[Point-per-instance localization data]
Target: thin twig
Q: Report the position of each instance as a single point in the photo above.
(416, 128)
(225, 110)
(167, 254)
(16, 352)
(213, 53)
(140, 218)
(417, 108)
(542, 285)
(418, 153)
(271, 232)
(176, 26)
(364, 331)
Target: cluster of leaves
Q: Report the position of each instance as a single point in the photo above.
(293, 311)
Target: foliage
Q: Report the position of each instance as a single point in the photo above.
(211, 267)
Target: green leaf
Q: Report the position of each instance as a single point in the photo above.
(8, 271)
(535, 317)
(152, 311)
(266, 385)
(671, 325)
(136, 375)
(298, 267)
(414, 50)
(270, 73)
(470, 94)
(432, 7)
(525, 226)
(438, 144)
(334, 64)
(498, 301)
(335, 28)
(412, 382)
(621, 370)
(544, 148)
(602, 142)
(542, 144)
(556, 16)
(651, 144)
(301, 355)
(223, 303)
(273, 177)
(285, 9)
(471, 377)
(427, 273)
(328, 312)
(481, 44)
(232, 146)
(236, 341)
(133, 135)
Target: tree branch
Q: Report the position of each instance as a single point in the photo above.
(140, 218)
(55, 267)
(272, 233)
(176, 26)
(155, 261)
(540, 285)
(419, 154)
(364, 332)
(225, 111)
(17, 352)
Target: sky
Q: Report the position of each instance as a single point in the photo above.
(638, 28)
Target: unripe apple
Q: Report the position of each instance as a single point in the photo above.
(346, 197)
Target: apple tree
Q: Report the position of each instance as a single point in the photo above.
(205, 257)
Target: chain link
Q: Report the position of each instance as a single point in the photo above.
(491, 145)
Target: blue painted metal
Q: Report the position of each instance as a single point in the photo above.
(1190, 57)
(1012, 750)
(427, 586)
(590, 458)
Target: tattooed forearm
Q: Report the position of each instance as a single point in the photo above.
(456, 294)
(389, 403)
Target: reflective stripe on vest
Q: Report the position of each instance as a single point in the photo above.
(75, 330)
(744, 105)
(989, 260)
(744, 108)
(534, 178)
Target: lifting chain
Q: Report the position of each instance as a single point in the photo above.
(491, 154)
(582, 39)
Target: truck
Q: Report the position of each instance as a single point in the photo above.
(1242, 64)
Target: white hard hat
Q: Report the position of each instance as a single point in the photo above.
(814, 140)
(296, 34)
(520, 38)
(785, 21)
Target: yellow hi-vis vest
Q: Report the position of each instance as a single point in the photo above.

» Work to be completed
Exact copies of all the entries above should be returned.

» Task solution
Target: thin twig
Q: Report the position of each instance as a single point in the photo above.
(416, 128)
(225, 110)
(167, 254)
(16, 352)
(213, 53)
(140, 218)
(417, 108)
(542, 285)
(418, 153)
(271, 232)
(176, 26)
(364, 331)
Target: cluster of leaves
Q: Report the position of each instance as a single point in the photo above.
(293, 311)
Target: foliage
Q: Report the position of each instance as a single point in the photo above.
(211, 267)
Target: green leaf
Q: Report the position of each instance as a single point in the photo above.
(8, 271)
(535, 317)
(152, 311)
(266, 385)
(671, 325)
(136, 375)
(298, 267)
(414, 50)
(270, 73)
(470, 94)
(432, 7)
(525, 226)
(438, 144)
(334, 64)
(498, 301)
(335, 28)
(412, 382)
(621, 370)
(544, 148)
(602, 142)
(542, 144)
(556, 16)
(651, 144)
(301, 355)
(223, 303)
(273, 177)
(285, 9)
(471, 377)
(427, 273)
(328, 312)
(481, 44)
(232, 146)
(236, 341)
(133, 135)
Target: tree branch
Q: Report the position of each instance as a single point in the photo above.
(140, 218)
(55, 267)
(272, 233)
(176, 26)
(155, 261)
(540, 285)
(419, 154)
(364, 332)
(225, 111)
(17, 352)
Target: sky
Q: Report the position of each instance as a single point in the photo above.
(638, 28)
Target: unripe apple
Q: Report the position of each instance as a single point in the photo above.
(346, 197)
Target: apple tree
Q: Report the position of each instance as a single point in the photo above.
(205, 257)
Target: chain link
Q: Report the position of each instance as a single point in the photo above.
(491, 145)
Target: blue painted metal
Q: Report the position of each instance as a single point in the photo above.
(1190, 57)
(1012, 750)
(427, 586)
(590, 458)
Target: tattooed forearm
Q: Report the position of each instance as a single point in the photo above.
(456, 294)
(389, 403)
Target: reflective stripe on vest
Q: Report the position of each instance as a single point in the photo above.
(75, 330)
(744, 105)
(989, 260)
(744, 108)
(534, 178)
Target: lifting chain
Q: Report the position of each instance as a single point in the photo above.
(491, 154)
(582, 39)
Target: truck
Q: Report the position of each instance as a single point in the photo above.
(1242, 64)
Target: white hard hat
Q: Report the position of each instance as a single point in the photo above.
(814, 140)
(296, 34)
(520, 38)
(785, 21)
Target: yellow hi-vis vest
Q: Report the position of each instance as a single point in the photo above.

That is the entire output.